*Aim*:
Find every line in the material below that contains the string "bread" and copy each of those lines in full.

*Extracted entries*:
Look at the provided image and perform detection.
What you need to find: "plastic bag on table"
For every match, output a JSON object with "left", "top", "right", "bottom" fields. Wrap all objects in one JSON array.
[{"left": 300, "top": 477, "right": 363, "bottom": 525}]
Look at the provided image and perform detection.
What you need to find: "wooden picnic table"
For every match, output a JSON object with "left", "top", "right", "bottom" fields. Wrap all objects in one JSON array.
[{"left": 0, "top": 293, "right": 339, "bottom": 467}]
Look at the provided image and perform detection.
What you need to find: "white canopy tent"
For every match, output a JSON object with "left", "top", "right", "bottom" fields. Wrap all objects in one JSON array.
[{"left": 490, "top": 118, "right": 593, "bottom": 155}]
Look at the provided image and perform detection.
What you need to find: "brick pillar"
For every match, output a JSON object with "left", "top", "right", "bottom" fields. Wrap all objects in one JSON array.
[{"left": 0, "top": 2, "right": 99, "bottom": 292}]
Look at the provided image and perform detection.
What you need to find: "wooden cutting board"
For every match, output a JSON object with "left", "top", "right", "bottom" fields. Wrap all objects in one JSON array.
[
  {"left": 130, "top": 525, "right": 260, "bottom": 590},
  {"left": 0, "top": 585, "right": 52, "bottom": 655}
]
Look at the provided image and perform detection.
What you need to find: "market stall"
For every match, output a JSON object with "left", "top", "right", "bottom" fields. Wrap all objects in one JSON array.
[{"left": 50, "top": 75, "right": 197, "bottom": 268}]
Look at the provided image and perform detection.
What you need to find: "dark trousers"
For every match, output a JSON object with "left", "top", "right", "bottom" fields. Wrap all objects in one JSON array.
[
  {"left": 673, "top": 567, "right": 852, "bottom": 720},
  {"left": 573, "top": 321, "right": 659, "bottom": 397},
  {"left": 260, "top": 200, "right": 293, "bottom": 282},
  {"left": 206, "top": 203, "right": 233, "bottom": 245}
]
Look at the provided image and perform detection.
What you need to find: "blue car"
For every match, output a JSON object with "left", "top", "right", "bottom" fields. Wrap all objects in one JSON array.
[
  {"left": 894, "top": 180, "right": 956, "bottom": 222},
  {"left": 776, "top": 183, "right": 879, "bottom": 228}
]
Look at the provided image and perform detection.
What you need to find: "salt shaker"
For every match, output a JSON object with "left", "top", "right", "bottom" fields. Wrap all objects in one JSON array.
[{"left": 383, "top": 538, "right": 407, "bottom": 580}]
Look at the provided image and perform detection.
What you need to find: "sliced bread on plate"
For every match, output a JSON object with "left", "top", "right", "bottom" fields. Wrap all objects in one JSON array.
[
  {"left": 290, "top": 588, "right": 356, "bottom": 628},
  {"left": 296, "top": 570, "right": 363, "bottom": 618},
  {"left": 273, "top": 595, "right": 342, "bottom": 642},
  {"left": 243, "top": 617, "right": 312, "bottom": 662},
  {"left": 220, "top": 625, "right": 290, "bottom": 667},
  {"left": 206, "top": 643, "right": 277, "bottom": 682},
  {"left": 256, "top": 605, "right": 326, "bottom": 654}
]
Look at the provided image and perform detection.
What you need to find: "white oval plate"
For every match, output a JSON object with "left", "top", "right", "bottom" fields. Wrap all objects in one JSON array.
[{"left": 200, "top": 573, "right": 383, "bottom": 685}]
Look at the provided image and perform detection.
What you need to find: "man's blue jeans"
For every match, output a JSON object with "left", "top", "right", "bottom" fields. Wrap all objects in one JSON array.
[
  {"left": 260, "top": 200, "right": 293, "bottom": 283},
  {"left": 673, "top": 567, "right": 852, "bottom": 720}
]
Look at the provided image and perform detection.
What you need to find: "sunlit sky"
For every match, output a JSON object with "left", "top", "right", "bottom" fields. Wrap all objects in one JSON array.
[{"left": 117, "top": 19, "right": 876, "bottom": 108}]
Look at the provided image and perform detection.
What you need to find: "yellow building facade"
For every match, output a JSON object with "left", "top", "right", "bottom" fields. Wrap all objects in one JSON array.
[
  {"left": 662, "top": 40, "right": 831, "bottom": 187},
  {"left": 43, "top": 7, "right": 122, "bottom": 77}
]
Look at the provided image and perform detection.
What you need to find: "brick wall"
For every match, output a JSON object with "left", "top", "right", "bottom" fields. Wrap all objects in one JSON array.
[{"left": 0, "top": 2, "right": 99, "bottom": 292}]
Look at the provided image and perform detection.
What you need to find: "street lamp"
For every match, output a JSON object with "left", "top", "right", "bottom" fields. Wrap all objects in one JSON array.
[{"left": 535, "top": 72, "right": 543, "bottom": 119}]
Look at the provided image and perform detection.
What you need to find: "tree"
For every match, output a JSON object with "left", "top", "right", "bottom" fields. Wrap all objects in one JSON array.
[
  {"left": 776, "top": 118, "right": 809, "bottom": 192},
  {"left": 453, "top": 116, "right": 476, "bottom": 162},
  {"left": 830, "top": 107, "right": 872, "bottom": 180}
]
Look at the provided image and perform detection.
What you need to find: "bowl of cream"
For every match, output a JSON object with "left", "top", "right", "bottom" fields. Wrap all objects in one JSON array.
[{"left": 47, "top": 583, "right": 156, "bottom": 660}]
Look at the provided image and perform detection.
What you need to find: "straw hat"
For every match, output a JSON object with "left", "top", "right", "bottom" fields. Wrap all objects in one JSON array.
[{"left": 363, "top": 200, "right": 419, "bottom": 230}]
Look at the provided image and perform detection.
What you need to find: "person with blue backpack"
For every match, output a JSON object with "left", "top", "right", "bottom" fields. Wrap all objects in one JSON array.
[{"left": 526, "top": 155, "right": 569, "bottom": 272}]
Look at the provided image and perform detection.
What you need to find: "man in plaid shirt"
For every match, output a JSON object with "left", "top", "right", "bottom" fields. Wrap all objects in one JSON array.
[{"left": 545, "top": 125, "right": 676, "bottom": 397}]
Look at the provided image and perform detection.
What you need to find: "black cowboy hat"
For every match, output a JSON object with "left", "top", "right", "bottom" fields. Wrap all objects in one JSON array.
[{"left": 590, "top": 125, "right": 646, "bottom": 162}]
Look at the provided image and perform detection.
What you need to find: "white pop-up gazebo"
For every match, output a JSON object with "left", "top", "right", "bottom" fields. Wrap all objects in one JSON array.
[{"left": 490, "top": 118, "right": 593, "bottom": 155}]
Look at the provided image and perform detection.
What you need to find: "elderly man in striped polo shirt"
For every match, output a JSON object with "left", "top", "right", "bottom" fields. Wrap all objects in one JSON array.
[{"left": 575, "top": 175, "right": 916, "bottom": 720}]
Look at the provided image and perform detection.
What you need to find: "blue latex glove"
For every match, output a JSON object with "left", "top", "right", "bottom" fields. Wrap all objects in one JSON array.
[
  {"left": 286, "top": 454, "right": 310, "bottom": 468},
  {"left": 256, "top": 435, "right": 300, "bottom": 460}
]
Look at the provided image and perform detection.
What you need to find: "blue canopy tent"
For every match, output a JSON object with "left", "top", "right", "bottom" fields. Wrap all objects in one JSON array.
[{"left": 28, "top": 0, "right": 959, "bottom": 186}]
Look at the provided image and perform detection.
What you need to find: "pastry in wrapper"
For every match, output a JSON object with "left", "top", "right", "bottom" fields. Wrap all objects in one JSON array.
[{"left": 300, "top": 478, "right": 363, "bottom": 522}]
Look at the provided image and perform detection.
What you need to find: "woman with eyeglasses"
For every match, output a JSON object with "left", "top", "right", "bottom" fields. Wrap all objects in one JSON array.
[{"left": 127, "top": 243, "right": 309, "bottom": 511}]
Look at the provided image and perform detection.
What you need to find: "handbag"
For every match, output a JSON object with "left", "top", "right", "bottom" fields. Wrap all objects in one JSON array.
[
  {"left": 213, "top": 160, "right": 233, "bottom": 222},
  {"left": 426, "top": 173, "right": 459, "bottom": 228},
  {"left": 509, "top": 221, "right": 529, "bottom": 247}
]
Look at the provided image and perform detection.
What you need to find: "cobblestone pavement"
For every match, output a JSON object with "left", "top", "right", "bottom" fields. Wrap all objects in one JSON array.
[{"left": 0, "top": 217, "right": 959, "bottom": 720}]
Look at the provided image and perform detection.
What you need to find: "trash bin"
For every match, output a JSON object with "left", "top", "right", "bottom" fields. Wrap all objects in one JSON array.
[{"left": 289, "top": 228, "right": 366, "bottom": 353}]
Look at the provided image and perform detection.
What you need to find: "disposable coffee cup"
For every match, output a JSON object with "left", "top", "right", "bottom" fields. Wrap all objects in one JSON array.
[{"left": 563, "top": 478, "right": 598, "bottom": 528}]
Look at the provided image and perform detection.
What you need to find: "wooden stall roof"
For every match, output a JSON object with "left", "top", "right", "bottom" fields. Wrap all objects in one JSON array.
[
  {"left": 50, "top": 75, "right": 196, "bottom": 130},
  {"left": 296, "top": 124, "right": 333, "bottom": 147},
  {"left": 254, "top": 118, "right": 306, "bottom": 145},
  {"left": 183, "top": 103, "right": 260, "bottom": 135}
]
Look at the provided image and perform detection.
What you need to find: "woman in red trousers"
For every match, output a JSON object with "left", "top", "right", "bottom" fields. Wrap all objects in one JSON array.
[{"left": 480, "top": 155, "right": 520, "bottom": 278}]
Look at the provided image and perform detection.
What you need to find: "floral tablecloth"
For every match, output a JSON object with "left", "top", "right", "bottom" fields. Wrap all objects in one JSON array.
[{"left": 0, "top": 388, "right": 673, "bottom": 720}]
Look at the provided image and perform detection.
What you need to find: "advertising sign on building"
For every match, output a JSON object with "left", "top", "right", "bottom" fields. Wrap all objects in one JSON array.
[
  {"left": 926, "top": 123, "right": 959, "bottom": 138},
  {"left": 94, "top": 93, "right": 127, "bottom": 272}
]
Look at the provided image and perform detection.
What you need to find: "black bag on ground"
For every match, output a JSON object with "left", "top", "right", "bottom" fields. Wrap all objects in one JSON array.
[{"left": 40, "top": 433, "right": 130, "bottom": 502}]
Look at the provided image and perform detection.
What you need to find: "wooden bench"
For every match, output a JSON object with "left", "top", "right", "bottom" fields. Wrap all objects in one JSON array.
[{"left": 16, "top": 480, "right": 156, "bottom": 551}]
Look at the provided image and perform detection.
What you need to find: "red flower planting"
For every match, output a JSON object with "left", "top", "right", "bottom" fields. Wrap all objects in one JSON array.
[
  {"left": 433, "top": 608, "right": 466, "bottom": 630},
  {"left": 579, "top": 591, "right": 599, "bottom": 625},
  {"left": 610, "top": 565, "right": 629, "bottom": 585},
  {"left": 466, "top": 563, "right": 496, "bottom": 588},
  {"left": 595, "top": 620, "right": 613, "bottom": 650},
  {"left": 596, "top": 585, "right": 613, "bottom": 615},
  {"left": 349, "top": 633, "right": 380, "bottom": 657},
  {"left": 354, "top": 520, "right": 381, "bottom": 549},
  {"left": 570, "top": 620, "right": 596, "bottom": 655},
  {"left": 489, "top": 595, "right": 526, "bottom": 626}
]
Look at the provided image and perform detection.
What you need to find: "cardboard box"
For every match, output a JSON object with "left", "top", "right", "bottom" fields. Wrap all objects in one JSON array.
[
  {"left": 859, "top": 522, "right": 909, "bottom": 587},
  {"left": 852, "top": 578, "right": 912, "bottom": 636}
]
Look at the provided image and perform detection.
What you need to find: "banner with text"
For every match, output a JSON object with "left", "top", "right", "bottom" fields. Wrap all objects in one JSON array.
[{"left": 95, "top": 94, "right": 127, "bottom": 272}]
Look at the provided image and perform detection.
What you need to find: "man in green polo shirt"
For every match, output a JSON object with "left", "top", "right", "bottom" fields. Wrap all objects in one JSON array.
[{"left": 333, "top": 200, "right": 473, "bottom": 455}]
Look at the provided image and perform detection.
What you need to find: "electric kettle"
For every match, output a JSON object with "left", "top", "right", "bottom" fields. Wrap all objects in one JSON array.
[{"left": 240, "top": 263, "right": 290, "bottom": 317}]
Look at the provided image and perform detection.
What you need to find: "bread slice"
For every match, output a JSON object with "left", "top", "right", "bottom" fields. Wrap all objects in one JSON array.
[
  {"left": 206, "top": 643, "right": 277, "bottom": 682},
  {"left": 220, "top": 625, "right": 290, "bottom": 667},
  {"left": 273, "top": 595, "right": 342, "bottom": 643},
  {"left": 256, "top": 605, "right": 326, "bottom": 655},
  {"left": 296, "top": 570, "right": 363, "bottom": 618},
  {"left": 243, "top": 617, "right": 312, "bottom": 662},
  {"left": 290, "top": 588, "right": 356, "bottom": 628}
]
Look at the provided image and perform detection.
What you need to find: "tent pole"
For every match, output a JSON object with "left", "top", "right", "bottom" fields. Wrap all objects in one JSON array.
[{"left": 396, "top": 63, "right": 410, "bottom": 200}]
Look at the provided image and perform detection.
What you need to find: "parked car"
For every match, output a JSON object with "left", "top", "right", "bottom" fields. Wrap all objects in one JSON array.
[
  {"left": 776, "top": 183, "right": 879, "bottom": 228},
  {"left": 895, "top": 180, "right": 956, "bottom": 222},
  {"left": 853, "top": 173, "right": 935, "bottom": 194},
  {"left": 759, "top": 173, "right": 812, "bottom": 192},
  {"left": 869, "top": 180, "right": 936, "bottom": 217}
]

*Problem solution*:
What you need to find: "sliced bread on plate"
What you need to find: "bread slice"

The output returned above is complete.